[Opening Supplied text section]

Upon his return, MacPherson was asked by the mayor get to work on a report. In October of 2000, A Framework for Action: A Four Pillars Approach to Drug Problems in Vancouver was presented to city council. Under the plan, the city would focus on four areas of drug policy: prevention, treatment, enforcement, and harm-reduction. Though harm reduction—which entailed supervised injection sites and a heroin maintenance program—was only one of the four pillars, it received the most attention and generated the most controversy. The strategy was endorsed unanimously by city council, but behind the scenes, there was dissent within the mayor’s ranks.

 

“There was a great element of Stephen Harper-types on council,” Owen says now. “They didn’t understand addiction and they didn’t want to learn.”

 

Tensions between Owen and his caucus built until 2001 when Owen lost his party’s endorsement for re-election. Despite the best attempts of the NPA to sweep the issue under the rug, the Four Pillars plan had received enormous national attention upon its release, much of it positive.

 

When Larry Campbell, the outspoken former coroner and cop ran on a harm-reduction platform with COPE, he beat the NPA’s Jennifer Clarke in a landslide. This was the moment, says MacPherson, when Vancouver “inverted the political risk” of drug policy. In any other city in North America, he says, running on a pro harm-reduction platform would end your political career. In Vancouver, it had become a political necessity.

 

The way forward

 

When Insite finally opened in September of 2003, it was permitted to do so under the condition that it serve the purposes of research. From its inception then—through the election of the first Harper government in 2005, to the court battle that ensued between PHS and Health Canada in 2007, to the Supreme Court ruling last September in favour of Insite—the impact of the facility has been rigorously documented.

 

The results are unambiguous. Needle sharing, overdose deaths and the transmission of HIV and Hepatitis C are all down in the vicinity of the site. During its first year of operation, nearly 500 users have overdosed within the facility. None of them died.

 

Of equal importance, says Russ Maynard, program director at PHS, is the role that Insite plays in bringing drug users into a network of other services. Those services include Onsite, the detox and treatment facilities located upstairs from the injection room. Each year, says Maynard, over 400 users climb up those stairs.

[Closing Supplied text section]
[Opening Information shown section]

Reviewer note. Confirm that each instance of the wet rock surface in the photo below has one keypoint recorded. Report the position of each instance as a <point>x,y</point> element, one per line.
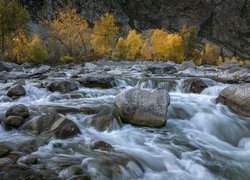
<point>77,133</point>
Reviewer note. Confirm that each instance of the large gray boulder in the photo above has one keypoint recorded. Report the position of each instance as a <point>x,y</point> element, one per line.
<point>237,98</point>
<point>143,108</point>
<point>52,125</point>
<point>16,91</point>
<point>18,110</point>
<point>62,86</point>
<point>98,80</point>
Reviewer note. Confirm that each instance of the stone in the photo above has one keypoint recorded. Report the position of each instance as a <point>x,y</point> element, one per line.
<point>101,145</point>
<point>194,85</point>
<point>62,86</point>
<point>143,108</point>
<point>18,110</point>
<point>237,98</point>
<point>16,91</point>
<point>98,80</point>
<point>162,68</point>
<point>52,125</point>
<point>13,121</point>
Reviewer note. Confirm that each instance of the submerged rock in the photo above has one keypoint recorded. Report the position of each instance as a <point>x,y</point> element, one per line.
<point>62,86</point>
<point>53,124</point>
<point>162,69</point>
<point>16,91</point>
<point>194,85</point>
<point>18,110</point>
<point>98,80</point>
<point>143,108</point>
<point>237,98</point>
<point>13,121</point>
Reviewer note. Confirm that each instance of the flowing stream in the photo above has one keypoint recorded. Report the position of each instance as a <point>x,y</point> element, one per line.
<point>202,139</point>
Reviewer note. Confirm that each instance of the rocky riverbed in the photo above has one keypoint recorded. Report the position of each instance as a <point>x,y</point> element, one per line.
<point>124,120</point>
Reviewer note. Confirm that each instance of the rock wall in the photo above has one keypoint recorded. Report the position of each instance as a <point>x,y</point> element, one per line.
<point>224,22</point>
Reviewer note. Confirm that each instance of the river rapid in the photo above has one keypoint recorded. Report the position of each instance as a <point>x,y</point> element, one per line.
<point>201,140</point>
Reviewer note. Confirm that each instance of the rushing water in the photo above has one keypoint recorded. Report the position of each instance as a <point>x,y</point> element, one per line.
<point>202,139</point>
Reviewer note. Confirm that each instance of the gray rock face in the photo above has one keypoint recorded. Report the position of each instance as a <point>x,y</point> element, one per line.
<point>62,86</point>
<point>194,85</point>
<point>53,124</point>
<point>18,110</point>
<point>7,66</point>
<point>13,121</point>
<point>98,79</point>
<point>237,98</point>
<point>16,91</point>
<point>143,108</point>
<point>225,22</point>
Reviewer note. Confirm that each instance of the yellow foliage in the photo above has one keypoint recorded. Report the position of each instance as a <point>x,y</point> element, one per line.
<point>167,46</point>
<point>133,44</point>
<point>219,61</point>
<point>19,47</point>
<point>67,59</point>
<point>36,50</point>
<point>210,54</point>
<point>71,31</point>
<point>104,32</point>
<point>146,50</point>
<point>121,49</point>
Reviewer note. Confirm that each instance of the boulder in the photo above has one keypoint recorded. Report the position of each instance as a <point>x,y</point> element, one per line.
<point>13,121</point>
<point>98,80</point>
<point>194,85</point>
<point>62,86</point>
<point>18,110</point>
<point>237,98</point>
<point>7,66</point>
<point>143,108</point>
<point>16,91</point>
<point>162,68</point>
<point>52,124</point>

[Closing Information shown section]
[Opening Information shown section]

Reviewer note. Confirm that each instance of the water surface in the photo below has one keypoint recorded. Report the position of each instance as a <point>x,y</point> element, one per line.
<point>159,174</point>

[Closing Information shown section]

Carry on the passage about Vancouver's Four Pillars drug strategy and the Insite injection site, picking up right after its last sentence. The listing has no connection to the text.

Given those numbers, it’s hard not see last year’s legal victory as a conclusive vindication of harm reduction policy. In some sectors, the momentum for further policy innovation seems to be there. Vancouver Coastal Health is now working to secure the authorization of a second, albeit currently operational, supervised injection site at the Dr. Peter Centre. But later on, says Patricia Daly, Chief Medical Officer at VCH, she hopes to see supervised injection incorporated into community medical services across the Lower Mainland.

 

A heroin-maintenance program, proposed off and on by reformers since 1952, was finally tested in 2005. The results of the North American Opiate Medication Initiative (NAOMI), published in 2008, showed, maybe unsurprisingly, that heroin addicts are more physically and psychologically stable when given heroin over methadone.

 

But for all that, Mark Townsend of PHS says he finds the political focus on harm reduction—the enthusiasm and demonization alike—“kind of annoying.” It oversimplifies the issue, he says. And the debate over its merits distracts from a larger issue.

 

“The debate should really be about something more complicated,” Townsend says. “The real issue is how people have gotten to where they are. How is it, for example, that a human being can start to drink hairspray?”

 

But sitting in the back office at Insite, looking at statistics with Maynard, it’s impossible not to feel optimistic. Admittedly, a mirrored booth, the watchful eye of a nurse and some jazzy mood music piping over the injection room sound system will not make a person whole again. It is a very small step, but it is, one can’t help but think, a very small step in the right direction.

 

“This has been a huge success so far,” says Maynard with a wave of his hand. “But if that day ever comes when there aren’t enough people coming in to warrant this place, we will throw a huge party before shutting it down.”